▶ **RECORDS SHOWN**
--- start ---

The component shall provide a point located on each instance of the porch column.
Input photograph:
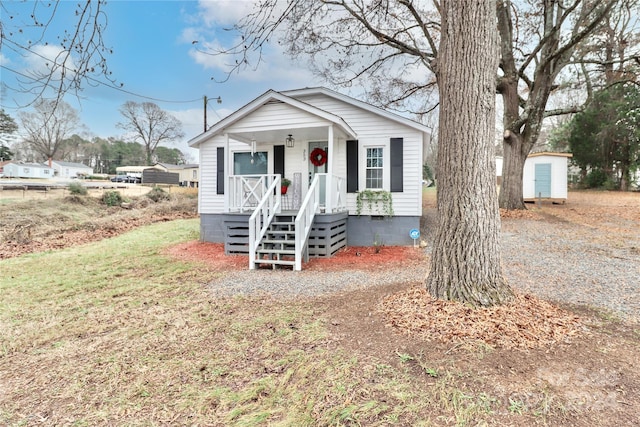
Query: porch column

--- end ---
--- start ---

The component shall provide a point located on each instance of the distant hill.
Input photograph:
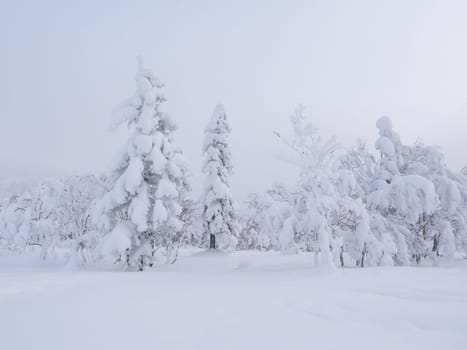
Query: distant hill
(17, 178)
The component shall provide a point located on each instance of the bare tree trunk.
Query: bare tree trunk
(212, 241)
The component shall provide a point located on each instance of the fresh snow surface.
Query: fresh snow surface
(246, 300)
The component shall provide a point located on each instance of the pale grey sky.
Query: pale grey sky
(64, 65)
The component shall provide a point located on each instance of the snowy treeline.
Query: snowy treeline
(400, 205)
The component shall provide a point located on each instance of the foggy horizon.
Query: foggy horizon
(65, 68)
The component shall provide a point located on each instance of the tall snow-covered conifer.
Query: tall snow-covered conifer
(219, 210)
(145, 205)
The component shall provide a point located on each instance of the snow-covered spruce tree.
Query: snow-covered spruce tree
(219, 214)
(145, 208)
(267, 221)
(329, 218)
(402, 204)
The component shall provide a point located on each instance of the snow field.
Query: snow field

--- end ---
--- start ---

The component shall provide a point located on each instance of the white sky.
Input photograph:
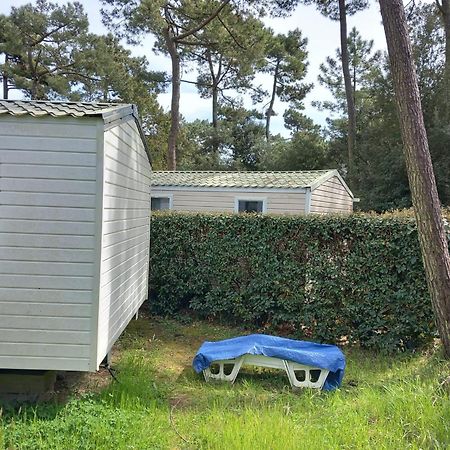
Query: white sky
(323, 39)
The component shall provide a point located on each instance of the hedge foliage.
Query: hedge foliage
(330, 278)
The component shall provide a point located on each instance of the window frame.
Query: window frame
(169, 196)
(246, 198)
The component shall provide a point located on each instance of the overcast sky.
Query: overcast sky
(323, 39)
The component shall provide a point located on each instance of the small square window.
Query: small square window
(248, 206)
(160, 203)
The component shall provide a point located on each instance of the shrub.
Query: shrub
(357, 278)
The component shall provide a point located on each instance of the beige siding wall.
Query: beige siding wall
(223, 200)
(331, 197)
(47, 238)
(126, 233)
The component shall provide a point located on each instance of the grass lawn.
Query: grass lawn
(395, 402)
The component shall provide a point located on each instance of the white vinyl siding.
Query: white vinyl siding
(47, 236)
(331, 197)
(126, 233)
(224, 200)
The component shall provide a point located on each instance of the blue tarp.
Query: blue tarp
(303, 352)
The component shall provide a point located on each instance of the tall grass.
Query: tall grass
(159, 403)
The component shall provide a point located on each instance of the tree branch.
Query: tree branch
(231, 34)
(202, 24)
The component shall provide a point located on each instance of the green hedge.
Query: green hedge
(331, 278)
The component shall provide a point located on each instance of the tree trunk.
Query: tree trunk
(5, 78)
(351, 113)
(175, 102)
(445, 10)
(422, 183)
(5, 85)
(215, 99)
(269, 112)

--- end ---

▶ **WHAT IS REQUIRED**
Collect every line in the rows above that contains the string "field".

▶ **ANSWER FOR THIS EXERCISE**
The component shall provide a point located on each instance of the snow field.
Query: snow field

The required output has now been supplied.